--- PROVIDED RECORDS ---

——————

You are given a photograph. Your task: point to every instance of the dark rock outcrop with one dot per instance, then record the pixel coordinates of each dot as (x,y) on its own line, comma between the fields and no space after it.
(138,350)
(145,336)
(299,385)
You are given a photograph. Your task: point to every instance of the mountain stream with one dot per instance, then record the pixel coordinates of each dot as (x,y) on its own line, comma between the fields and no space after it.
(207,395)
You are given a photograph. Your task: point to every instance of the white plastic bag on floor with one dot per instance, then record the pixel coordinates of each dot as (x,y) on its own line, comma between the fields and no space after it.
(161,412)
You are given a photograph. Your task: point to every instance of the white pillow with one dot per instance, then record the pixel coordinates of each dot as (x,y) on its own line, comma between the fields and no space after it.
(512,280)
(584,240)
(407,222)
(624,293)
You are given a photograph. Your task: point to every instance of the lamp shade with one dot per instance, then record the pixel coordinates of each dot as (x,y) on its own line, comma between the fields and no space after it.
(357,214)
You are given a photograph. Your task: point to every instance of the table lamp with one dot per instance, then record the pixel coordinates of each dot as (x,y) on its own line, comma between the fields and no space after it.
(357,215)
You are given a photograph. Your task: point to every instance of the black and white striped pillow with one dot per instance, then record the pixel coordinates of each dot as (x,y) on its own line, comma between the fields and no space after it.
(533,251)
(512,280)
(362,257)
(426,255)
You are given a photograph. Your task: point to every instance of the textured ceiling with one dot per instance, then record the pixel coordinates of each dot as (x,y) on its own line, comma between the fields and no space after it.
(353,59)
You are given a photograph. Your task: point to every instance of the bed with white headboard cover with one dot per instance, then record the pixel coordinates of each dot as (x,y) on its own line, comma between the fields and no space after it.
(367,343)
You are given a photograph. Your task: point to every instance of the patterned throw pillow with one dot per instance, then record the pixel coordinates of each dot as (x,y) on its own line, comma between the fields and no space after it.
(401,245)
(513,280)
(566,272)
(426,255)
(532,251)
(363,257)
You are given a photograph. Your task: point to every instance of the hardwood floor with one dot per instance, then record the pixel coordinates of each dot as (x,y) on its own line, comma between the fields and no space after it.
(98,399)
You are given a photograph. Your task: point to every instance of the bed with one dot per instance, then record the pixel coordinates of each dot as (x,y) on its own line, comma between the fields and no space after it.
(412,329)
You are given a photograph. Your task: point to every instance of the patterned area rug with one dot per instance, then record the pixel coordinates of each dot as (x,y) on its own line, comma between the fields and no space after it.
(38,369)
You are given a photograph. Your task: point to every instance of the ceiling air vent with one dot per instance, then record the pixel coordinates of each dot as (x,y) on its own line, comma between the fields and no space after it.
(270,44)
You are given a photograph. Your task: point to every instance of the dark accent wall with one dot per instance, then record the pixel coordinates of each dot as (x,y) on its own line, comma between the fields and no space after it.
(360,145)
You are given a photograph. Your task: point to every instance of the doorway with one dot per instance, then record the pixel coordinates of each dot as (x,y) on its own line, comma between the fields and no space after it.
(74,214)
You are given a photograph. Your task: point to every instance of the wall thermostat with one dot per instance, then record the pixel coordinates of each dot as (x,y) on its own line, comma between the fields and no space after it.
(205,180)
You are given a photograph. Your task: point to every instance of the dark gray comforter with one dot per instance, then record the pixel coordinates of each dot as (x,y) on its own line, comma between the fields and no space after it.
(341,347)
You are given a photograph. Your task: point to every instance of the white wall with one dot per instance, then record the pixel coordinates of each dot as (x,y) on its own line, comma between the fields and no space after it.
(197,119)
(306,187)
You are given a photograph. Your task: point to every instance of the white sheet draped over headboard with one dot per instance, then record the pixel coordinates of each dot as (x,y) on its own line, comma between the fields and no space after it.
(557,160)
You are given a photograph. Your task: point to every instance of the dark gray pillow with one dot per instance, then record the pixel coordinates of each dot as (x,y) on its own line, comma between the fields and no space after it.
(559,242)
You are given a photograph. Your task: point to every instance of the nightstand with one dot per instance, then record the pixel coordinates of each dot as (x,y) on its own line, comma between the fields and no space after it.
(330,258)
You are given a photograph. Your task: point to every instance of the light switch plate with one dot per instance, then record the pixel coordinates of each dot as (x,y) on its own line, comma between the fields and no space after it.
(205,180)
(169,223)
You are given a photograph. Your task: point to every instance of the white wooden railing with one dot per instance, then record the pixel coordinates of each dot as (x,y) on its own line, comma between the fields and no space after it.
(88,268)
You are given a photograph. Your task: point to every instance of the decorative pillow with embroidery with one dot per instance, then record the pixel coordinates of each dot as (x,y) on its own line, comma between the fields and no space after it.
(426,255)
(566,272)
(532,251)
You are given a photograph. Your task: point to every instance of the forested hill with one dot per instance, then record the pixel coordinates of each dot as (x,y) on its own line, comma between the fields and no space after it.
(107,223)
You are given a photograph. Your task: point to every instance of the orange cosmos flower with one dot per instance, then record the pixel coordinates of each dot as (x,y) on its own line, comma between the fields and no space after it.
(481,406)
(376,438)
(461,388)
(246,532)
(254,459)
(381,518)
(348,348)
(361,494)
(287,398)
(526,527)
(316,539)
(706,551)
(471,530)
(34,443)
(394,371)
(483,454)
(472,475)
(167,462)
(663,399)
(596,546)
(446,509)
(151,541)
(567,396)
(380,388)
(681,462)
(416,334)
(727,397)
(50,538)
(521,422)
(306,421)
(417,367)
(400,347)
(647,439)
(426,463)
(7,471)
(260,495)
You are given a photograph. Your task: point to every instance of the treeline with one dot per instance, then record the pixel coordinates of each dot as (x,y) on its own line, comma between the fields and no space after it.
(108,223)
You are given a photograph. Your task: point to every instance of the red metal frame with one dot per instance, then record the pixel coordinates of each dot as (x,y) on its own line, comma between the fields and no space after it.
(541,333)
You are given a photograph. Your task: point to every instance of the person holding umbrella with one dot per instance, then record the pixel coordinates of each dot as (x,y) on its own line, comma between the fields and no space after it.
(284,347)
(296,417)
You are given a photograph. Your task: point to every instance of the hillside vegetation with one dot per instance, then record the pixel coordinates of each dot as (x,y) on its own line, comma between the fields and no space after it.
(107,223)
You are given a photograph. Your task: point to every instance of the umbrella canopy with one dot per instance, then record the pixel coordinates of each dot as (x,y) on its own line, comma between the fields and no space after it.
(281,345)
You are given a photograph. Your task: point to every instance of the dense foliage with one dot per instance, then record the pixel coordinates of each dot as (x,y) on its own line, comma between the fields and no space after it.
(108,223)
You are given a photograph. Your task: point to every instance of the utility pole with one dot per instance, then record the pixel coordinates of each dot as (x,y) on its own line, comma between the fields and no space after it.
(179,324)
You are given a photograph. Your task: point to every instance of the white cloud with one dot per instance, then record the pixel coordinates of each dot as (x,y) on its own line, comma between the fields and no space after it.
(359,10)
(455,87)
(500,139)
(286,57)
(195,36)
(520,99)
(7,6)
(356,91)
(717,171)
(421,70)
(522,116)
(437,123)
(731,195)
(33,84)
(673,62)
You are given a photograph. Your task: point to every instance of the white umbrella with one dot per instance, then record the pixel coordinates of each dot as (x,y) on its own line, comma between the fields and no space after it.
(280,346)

——————

--- PROBLEM TO SOLVE ---
Write out every line of the material exactly as it appears.

--- THE ANSWER ---
You are given a photograph. Your task: point to every instance of the dark rock outcrop with one dot per instance, then record the pixel coordinates of each dot as (x,y) on its own line, comma between the fields and no space after it.
(138,350)
(145,336)
(299,385)
You are given a photograph. Your task: point to every instance of the mountain stream with one dot per instance, then record the pixel coordinates of each dot as (x,y) on its own line, comma between the fields and no space after it.
(207,395)
You are given a photograph. Your task: point to every instance of the white plastic bag on floor with one dot per instance, then record the pixel coordinates of each dot as (x,y) on its own line, comma between the fields and no space after it.
(161,412)
You are given a photograph. Your task: point to every instance of the white pillow with one dot per instance, then record the pixel coordinates of each dot as (x,y) on its own line, comma between the fields and no space after it.
(512,280)
(584,240)
(407,222)
(624,293)
You are given a photograph. Your task: point to every instance of the lamp shade with one dot per instance, then record the pixel coordinates of each dot as (x,y) on its own line, comma between the fields and no space after it.
(357,214)
You are given a photograph. Your task: point to every instance of the table lamp with one dot per instance, then record the pixel coordinates of each dot as (x,y) on its own line, comma between the fields and no space after it.
(357,215)
You are given a photograph. Your task: point to every instance of the black and white striped pillow with one dot per instance, then record the pixel coordinates of each dot as (x,y) on its own line, comma between the fields and no space after it.
(533,251)
(512,280)
(362,257)
(426,255)
You are given a photograph. Your task: point to every instance of the textured ceiling with one dot per instance, then record the pixel coordinates of each dot as (x,y) on its own line, comma between the fields and no space after it.
(353,59)
You are given a photograph. Your task: point to every instance of the bed with white headboard cover with one dot per instance, then record the pixel coordinates of each dot as (x,y) on its own line, comma between the fields and no space after it.
(367,343)
You are given a photograph. Your task: point to every instance of the patterned throw pillow with one dot per instance, then record the pixel coordinates of each dot as (x,y) on its own line, comma between the fields and no space after it.
(401,245)
(513,280)
(566,272)
(426,255)
(532,251)
(363,257)
You are given a photograph. Your task: point to every instance of the hardwood floor with one dot per instance, then record the pixel coordinates of each dot as (x,y) on its own line, comma between the fields and no space after it.
(98,399)
You are given a photograph. Your task: point to every instance of the bed with one dot per instance, then record the pixel coordinates of each dot as (x,y) on its own line, comma between the fields and no space after it.
(412,329)
You are given a photograph. Your task: point to every instance of the patterned area rug with one dot per instance, then record the pixel coordinates of each dot as (x,y) on its own line, comma between the fields and no space after it.
(38,369)
You are given a photograph. Your task: point to every instance of the ceiling air vent with one dot per instance, then record the pixel coordinates of each dot as (x,y) on its own line, comma between the fields and no space after it.
(270,44)
You are given a photograph. Your task: point to every instance of the dark accent wall with one dot per instance, then record the pixel coordinates of each dot as (x,y) on its own line, comma between the fields and no space after it.
(360,145)
You are given a photograph. Your task: point to every instance of the doorway with one dot per instance, then record the pixel coordinates of each dot as (x,y) on its own line, comma between the fields and no space after it.
(74,214)
You are given a photograph. Your task: point to every instance of the wall thermostat with one dot per instance, then record the pixel coordinates of each dot as (x,y) on its own line, comma between the fields and no space after it.
(205,180)
You are given a photograph. Your task: point to every instance of the dark gray comforter with one dot per instance, then record the pixel coordinates of each dot as (x,y) on its own line, comma between the fields and no space after it.
(341,347)
You are given a photograph. Your task: point to every instance of the white wall with one dot per instance, then record the pixel coordinates of each dot as (x,y) on its own line, comma between the fields and no space after it.
(197,119)
(306,187)
You are given a photograph. Your task: point to every instance of the white sheet draped over headboard with one dot per instance, then record the pixel coordinates of each dot as (x,y) on its own line, comma between the fields and no space after it.
(557,160)
You are given a photograph. Your task: point to every instance of the dark gray pillow with one dot per instance, then record the pixel coordinates of each dot as (x,y) on its own line, comma between the fields and no space after it.
(559,242)
You are given a photograph. Your task: point to every instance of the nightstand with one dot per instance, then record the pixel coordinates of each dot as (x,y) on its own line, comma between the fields and no space after it.
(330,258)
You are given a photograph. Your task: point to every instance of the light switch plate with one dot per instance, then record the pixel coordinates of each dot as (x,y) on its own line, comma between the fields and no space after it.
(205,180)
(169,223)
You are given a photograph. Your task: point to every instance of the white wooden railing with one dot per instance, then record the pixel coordinates of each dot as (x,y) on its own line, comma between the fields and no space after it.
(88,268)
You are given a photograph. Your task: point to every instance of the decorative pillow with embroidery with one dot per instance, then record the pixel coordinates of each dot as (x,y) on its own line, comma between the fields and no space after it.
(426,255)
(566,272)
(532,251)
You are given a photograph. Your task: point to every instance of the forested hill with one dot per instance, then record the pixel coordinates of each dot as (x,y) on its own line, comma between the fields and no space after it.
(107,223)
You are given a photograph. Your task: point to every instance of the orange cosmos flower with one dot per instance, then record the pixel coordinates of each dot as (x,y) on its own line, comma between the fields and no space after it.
(481,406)
(376,438)
(461,388)
(246,532)
(254,459)
(381,518)
(348,348)
(361,494)
(287,398)
(526,527)
(316,539)
(706,551)
(471,530)
(34,443)
(394,371)
(483,454)
(472,475)
(167,462)
(663,399)
(596,546)
(446,509)
(151,541)
(567,396)
(380,388)
(681,462)
(416,334)
(727,397)
(50,538)
(521,422)
(306,421)
(417,367)
(400,347)
(647,439)
(426,463)
(7,471)
(260,495)
You are given a photograph. Your task: point to every instance of the treeline with one dot per instance, then record the pixel coordinates of each dot as (x,y) on its own line, comma between the fields and no space after it.
(108,223)
You are given a photograph. Your task: point to every instance of the red metal frame with one dot per instance, then record the pixel coordinates of each dot as (x,y) on its own line, comma between the fields and no space after it.
(541,333)
You are given a photograph. Your task: point to every instance of the person holding umbrella with one dot per instance, then record the pixel coordinates of each dot as (x,y) on its own line, comma between the fields and no space after it.
(284,347)
(296,417)
You are given a photograph. Your task: point to every instance of the hillside vegetation with one dot per instance, then record the pixel coordinates of each dot as (x,y) on its own line, comma between the fields and no space after it.
(107,223)
You are given a photograph. Your task: point to every instance of the umbrella canopy with one dot per instance, then record the pixel coordinates of each dot as (x,y) on its own line, comma between the fields and no space after it.
(281,345)
You are given a photograph. Your task: point to every instance of the dense foliage with one dot per instance, then record the pixel coordinates of each dot as (x,y) on its own line, comma between the fields and no space after it.
(108,223)
You are given a photograph. Your task: point to every instance of the utility pole with one dot per instance, then record the pixel coordinates of each dot as (x,y) on its own line, comma between the fields and no space after it.
(179,324)
You are given a photograph. Your task: point to every instance of the white cloud with one dot per instance, then record the pixel coordinates of each dot as (x,y) on its own line, comma between the fields and no space after it.
(359,10)
(455,87)
(500,139)
(286,57)
(195,36)
(520,99)
(7,6)
(356,91)
(717,171)
(421,70)
(522,116)
(437,123)
(731,195)
(33,84)
(673,62)
You are given a photograph. Your task: point to every instance of the white umbrella with one dot per instance, then record the pixel coordinates of each dot as (x,y) on its own line, comma between the fields and no space after it.
(280,346)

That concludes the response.